Task details →
Reproduce all of the data below word for word, leaving out the pictures.

Given entries →
>> BEGIN

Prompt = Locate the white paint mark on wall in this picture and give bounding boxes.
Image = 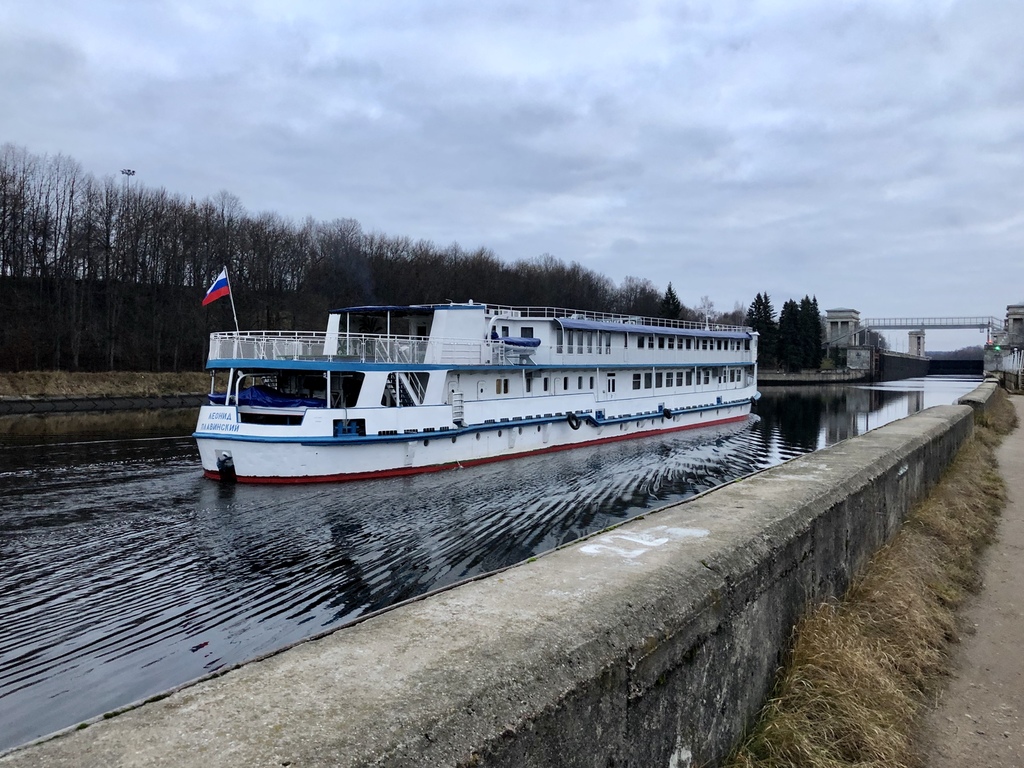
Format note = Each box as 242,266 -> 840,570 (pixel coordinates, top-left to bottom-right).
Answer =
669,746 -> 693,768
580,525 -> 711,560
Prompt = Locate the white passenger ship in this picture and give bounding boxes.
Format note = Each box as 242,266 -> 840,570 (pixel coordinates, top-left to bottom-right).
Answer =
195,301 -> 758,482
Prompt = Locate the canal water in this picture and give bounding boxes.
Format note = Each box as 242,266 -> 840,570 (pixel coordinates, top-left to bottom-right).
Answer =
0,377 -> 978,752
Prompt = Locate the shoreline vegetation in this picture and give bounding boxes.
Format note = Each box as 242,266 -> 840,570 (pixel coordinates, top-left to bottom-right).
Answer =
0,371 -> 210,399
727,390 -> 1017,768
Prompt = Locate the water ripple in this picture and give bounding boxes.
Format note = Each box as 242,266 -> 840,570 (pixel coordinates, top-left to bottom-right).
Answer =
0,382 -> 974,751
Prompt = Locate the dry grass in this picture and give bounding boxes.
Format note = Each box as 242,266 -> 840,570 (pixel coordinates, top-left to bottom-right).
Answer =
730,390 -> 1016,768
0,408 -> 199,442
0,371 -> 210,397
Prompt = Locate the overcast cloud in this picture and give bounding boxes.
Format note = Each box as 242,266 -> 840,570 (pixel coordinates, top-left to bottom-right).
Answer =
0,0 -> 1024,348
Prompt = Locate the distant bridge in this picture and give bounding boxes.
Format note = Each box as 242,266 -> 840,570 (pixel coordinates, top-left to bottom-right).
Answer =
860,317 -> 1005,333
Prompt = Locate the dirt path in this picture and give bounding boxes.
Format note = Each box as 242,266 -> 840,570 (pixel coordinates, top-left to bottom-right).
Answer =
924,396 -> 1024,768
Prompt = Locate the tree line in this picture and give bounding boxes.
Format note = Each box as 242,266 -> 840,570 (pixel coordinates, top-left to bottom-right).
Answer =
746,293 -> 825,371
0,144 -> 816,371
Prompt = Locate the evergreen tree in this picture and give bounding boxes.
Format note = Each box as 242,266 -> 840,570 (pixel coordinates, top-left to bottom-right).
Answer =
746,293 -> 778,367
798,296 -> 823,369
660,283 -> 683,319
778,299 -> 804,371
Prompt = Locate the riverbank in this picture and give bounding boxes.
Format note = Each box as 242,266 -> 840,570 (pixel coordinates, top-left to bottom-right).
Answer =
0,371 -> 210,399
729,391 -> 1024,768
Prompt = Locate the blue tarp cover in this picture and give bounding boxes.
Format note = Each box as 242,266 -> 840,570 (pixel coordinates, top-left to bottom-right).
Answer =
210,384 -> 327,408
498,336 -> 541,347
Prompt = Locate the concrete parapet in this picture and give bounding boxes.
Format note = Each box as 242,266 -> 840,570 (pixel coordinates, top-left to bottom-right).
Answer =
956,378 -> 999,416
0,406 -> 974,768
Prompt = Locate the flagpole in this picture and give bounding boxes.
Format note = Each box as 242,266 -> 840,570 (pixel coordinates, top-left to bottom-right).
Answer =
224,264 -> 242,335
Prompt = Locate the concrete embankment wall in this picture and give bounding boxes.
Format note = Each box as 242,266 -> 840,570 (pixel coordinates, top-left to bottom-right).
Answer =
0,394 -> 209,416
879,352 -> 929,381
0,397 -> 984,768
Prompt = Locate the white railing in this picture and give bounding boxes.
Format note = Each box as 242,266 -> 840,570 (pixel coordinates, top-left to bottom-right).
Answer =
210,331 -> 492,366
486,304 -> 750,331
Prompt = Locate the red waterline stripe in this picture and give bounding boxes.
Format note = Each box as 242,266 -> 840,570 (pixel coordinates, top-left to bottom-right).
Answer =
203,414 -> 748,484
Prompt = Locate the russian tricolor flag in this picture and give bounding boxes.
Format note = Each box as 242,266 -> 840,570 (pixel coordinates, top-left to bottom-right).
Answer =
203,266 -> 231,306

>> END

Expected answer →
Prompt = Locate the white paint mark on wall in this picture and give bounding boxes.
Image = 
Format note = Each box as 242,266 -> 840,570 (pixel coordinates, top-left to bottom-right).
Answer =
669,746 -> 693,768
580,525 -> 711,560
Prompt = Locate the white passenger ship in this picture and give bounding boxes.
Format note = Each box as 242,266 -> 840,570 (pixel coordinates, top-left to bottom-right).
Answer =
195,301 -> 758,482
Prompt = Locate the canal water in this picture and give bounding boxes.
Format note = Each box as 242,266 -> 840,570 (pixel coordinates, top-left to bottom-right).
Answer =
0,377 -> 978,752
Prompt = Locate the shoreline vegetation in this picture and give bounding boxes.
Format note = Each box as 242,266 -> 840,570 (pixel coordinates, top-left to bottom-right).
Answer =
0,371 -> 210,399
727,390 -> 1017,768
Prompt = Locate the water ripple in this picture and give bounding boxes.
Format note = Each box as 242,266 -> 840,570 (pixel coordinates, top-left to bottom-right).
Answer =
0,382 -> 974,751
Prompt = Locate the dry grass in this picture and give bounding boxes.
Format note = Each box as 242,266 -> 840,570 (pixel coordinates, top-left to bottom-right).
Answer =
730,390 -> 1016,768
0,408 -> 199,442
0,371 -> 210,397
Prompt = Locate the overcast cloud in this picture and give bounding boxes.
Format note = Each box as 242,266 -> 840,570 (pixel coordinates, top-left to bottom-right).
Answer =
0,0 -> 1024,348
Prompt = Locate the distant bridge in this picture and give bounding boxes.
Format note = Each box as 242,266 -> 840,570 (pixel coordinates, top-left to bottom-right).
Answer =
860,317 -> 1005,333
Prompt = Locate the dirt path in this picture and give bounding boxes.
Format note = Each box as 242,266 -> 840,570 (pixel coordinates, top-left to bottom-right).
Answer =
924,396 -> 1024,768
Prompt = Locate the tree line in this picture and give bounding boxes.
Format note = Each box as 242,266 -> 840,570 (pixel coordinates, top-left to bottom-right).
Answer =
746,293 -> 825,371
0,144 -> 816,371
Prompt = Locate the evergreen tree in this picture and give bounding boxes.
Format note = Each box as 242,266 -> 840,570 (pixel coordinates, top-left to bottom-right).
Answer =
746,293 -> 778,367
798,296 -> 823,369
660,283 -> 683,319
778,299 -> 804,371
Prompt = Locate the riverbank in this picture and give bounding boxes.
Format note = Each box as 242,266 -> 840,570 (pixel coordinates, top-left to bottom-right).
Answer =
0,371 -> 210,399
729,391 -> 1024,768
Prompt = Locate the blue tarp cover in this picture and give bounding boxes.
Format note = Each box as 242,266 -> 840,570 (pixel coordinates, top-left to bottom-right).
Answer =
210,384 -> 327,408
498,336 -> 541,347
Prompt = Locate the concrete parapet in this picture and give bounding boxes.
Format note = Each box as 242,266 -> 840,570 (pixel coordinates, top-left to bottom-right).
Answer =
956,378 -> 999,416
0,406 -> 974,768
Prompt = Locate the flagpole in this picture and give bounding boxes.
Format note = Each box as 242,266 -> 840,570 (pixel coordinates, top-left to bottom-right).
Answer =
224,264 -> 242,335
Prompt = Locate the concrete embankment wall in this picture and give bounding boxes.
Format note = Each box as 242,266 -> 840,570 (pixel coordinates, top-left to bottom-right).
Answer =
0,394 -> 209,416
879,352 -> 929,381
0,397 -> 984,768
Prompt = Locate the white railing in this picture and give bounding boxes.
Format note = Each box as 242,266 -> 840,570 (pixel coordinates, top-left to bottom-right).
Answer =
210,331 -> 492,366
486,304 -> 750,331
Prompt = Locate the red waterline stripe in this picture and give bounding boxes.
Format note = Each box as 242,266 -> 840,570 (pixel coordinates, top-left to bottom-right).
Answer =
203,414 -> 748,484
Prompt = Locate the russian tricolor flag in this picture and give bounding boxes.
Format note = Each box as 242,266 -> 840,570 (pixel coordinates, top-left to bottom-right).
Answer =
203,266 -> 231,306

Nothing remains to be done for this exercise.